Document extract:
══════════════════════════════

Invited Paper MN+2D+NS-ThA3
Manipulating Nonlinearities in 2D NEMS

Thursday, November 10, 2016, 3:00 pm, Room 102B

Nanoelectromechanical systems (NEMS) are exquisitely sensitive to various stimuli and make fantastic sensors. NEMS devices fabricated using top down fabrication techniques have already demonstrated the ability to measure mass of individual protein macromolecules and their potential use in mass spectrometry applications. NEMS devices fabricated using atomically thin membranes have the potential to bring the resolution of these devices down to single Dalton. However, nonlinearities in these 2D NEMS are quite prominent and can dramatically reduce the dynamic range of these sensors. It is thus imperative to employ strategies to minimize the effect of nonlinearities as well as to exploit them to improve the performance of these devices.

In this talk, I’ll present two distinct ways in which we manipulate the nonlinearities in these atomically thin NEMS devices and improve their performance for sensing and oscillator applications. In the first method we manipulate bias voltages and strain in these devices to partially cancel out the nonlinearities present in the system. In the second method, we exploit the strong coupling between various vibrational modes to initiate internal resonance. The frequency stability, and thus the mass resolution, can be improved by orders of magnitude by operating these devices at internal resonances.

══════════════════════════════

Work to be completed: Repeat word for word everything in the abstract on 2D NEMS nonlinearities from "In this talk, I’ll" down to "at internal resonances.".

Stored data entries:

══════════════════════════════

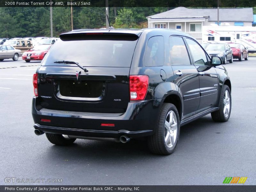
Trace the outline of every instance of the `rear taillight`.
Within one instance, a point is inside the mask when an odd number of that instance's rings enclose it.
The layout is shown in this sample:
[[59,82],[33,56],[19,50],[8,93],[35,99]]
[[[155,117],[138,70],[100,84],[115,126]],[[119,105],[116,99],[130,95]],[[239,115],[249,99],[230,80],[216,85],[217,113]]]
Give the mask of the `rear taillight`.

══════════════════════════════

Solution to this exercise:
In this talk, I’ll present two distinct ways in which we manipulate the nonlinearities in these atomically thin NEMS devices and improve their performance for sensing and oscillator applications. In the first method we manipulate bias voltages and strain in these devices to partially cancel out the nonlinearities present in the system. In the second method, we exploit the strong coupling between various vibrational modes to initiate internal resonance. The frequency stability, and thus the mass resolution, can be improved by orders of magnitude by operating these devices at internal resonances.